(Collected data entries)
┌──

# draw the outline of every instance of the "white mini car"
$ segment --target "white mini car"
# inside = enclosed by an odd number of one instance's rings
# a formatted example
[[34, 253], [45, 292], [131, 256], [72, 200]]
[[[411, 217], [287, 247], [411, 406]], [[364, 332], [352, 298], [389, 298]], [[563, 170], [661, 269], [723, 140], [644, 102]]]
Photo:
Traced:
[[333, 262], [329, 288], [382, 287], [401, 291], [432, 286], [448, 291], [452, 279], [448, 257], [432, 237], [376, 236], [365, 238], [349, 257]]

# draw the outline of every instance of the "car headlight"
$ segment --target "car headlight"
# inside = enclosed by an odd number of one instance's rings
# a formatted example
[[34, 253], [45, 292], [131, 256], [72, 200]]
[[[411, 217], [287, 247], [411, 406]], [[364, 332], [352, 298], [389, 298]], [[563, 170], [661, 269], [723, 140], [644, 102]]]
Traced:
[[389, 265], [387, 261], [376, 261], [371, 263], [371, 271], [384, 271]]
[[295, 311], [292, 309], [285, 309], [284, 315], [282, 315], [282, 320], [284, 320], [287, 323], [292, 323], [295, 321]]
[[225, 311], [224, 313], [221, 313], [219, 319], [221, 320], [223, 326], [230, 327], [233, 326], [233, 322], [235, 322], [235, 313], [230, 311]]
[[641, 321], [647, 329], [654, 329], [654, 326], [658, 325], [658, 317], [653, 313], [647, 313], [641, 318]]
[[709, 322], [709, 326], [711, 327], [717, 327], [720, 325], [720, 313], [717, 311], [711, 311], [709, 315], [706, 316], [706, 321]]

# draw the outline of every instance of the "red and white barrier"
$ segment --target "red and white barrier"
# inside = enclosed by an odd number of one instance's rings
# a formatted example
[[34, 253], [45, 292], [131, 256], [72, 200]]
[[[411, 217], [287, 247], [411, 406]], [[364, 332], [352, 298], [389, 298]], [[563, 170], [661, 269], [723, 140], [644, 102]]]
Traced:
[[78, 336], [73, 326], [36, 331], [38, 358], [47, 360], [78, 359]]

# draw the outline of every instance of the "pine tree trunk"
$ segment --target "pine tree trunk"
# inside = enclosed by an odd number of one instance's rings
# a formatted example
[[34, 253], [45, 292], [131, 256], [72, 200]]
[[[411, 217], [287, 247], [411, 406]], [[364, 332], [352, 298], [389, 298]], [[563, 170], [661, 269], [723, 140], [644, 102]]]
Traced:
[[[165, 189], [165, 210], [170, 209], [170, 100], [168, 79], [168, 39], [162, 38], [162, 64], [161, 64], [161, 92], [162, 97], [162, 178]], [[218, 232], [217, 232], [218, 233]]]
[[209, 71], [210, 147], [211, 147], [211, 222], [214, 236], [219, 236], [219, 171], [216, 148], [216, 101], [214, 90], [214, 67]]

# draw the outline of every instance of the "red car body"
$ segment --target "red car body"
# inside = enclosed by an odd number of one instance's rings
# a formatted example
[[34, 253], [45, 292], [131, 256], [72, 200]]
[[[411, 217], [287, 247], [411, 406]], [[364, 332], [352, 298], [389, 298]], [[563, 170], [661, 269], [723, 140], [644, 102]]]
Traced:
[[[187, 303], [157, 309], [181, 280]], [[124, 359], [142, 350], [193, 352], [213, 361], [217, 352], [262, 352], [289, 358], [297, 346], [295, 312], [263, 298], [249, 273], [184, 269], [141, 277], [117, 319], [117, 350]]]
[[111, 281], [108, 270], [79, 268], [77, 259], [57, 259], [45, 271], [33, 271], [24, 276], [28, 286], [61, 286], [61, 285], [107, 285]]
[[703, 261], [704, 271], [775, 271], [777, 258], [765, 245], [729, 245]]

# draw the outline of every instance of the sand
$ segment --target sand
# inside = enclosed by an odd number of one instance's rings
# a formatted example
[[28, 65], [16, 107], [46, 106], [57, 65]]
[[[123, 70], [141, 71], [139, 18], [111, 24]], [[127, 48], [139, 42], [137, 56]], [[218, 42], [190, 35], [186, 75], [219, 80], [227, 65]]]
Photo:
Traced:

└──

* **DIRECTION**
Please write out the records above again, swapping each "a formatted example" for "a sample of the format" and leaving everything else unchanged.

* **FULL RESPONSE**
# draw the outline of every instance of the "white mini car"
$ segment --target "white mini car"
# inside = enclosed by an odd number of one instance's rings
# a sample of the format
[[34, 253], [45, 292], [131, 256], [72, 200]]
[[[411, 217], [287, 247], [411, 406]], [[364, 332], [352, 298], [389, 298]], [[563, 170], [661, 269], [723, 140], [644, 102]]]
Photo:
Traced:
[[333, 262], [329, 288], [382, 287], [401, 291], [432, 286], [448, 291], [452, 279], [448, 257], [432, 237], [376, 236], [365, 238], [349, 257]]

# draw the outline of every instance of the "car headlight"
$ segment --target "car headlight"
# inside = enclosed by an odd number of one instance's rings
# a sample of the format
[[34, 253], [45, 292], [131, 256], [72, 200]]
[[[411, 217], [287, 247], [411, 406]], [[364, 332], [352, 298], [389, 298]], [[563, 170], [661, 269], [723, 140], [644, 102]]]
Traced:
[[389, 265], [387, 261], [376, 261], [371, 263], [371, 271], [384, 271]]
[[295, 311], [292, 309], [285, 309], [284, 315], [282, 315], [282, 320], [284, 320], [287, 323], [292, 323], [295, 321]]
[[225, 311], [224, 313], [221, 313], [219, 319], [221, 320], [223, 326], [230, 327], [233, 326], [233, 322], [235, 322], [235, 313], [230, 311]]
[[641, 321], [647, 329], [654, 329], [654, 326], [658, 325], [658, 317], [653, 313], [647, 313], [641, 318]]
[[709, 322], [709, 326], [711, 327], [717, 327], [720, 325], [720, 313], [717, 311], [711, 311], [709, 315], [706, 316], [706, 321]]

# draw the outline of every instance of the "red and white barrier"
$ segment --target "red and white barrier"
# inside = enclosed by an odd number of one instance's rings
# a sample of the format
[[34, 253], [45, 292], [131, 256], [72, 200]]
[[[411, 217], [287, 247], [411, 406]], [[364, 332], [352, 298], [389, 298]], [[563, 170], [661, 269], [723, 140], [644, 102]]]
Traced:
[[78, 336], [73, 326], [36, 331], [38, 358], [47, 360], [78, 359]]

# draw the outline of every instance of the "pine tree trunk"
$ segment --target "pine tree trunk"
# inside = enclosed by an odd number of one instance's rings
# a sample of the format
[[34, 253], [45, 292], [131, 256], [72, 200]]
[[[411, 217], [287, 247], [411, 406]], [[364, 332], [352, 298], [389, 298]], [[563, 170], [661, 269], [723, 140], [644, 102]]]
Traced:
[[[165, 189], [165, 210], [170, 209], [170, 100], [168, 79], [168, 39], [162, 38], [162, 64], [161, 64], [161, 92], [162, 97], [162, 178]], [[218, 232], [217, 232], [218, 233]]]
[[209, 71], [210, 147], [211, 147], [211, 222], [214, 236], [219, 236], [219, 171], [216, 148], [216, 101], [214, 90], [214, 67]]

# draw the outline of every instance of the "red car body"
$ segment --target "red car body"
# inside = enclosed by an odd number of one instance's rings
# a sample of the format
[[34, 253], [45, 292], [131, 256], [72, 200]]
[[[411, 217], [287, 247], [411, 406]], [[364, 332], [352, 298], [389, 298]], [[563, 170], [661, 269], [723, 140], [644, 102]]]
Traced:
[[[187, 303], [157, 309], [181, 280]], [[124, 359], [142, 350], [193, 352], [213, 361], [217, 352], [262, 352], [289, 358], [297, 346], [295, 312], [263, 298], [249, 273], [184, 269], [141, 277], [117, 319], [117, 350]]]
[[111, 281], [108, 270], [79, 268], [77, 259], [57, 259], [45, 271], [33, 271], [24, 276], [28, 286], [61, 286], [61, 285], [107, 285]]
[[703, 261], [704, 271], [775, 271], [777, 258], [765, 245], [729, 245]]

# draw the outline of every instance of the sand
$ segment --target sand
# inside = enclosed by an odd number of one instance's rings
# a sample of the format
[[28, 65], [16, 107], [46, 106], [57, 65]]
[[[123, 70], [141, 71], [139, 18], [111, 24]], [[127, 48], [139, 42], [137, 56]], [[218, 42], [190, 35], [186, 75], [219, 80], [227, 65]]]
Photo:
Traced:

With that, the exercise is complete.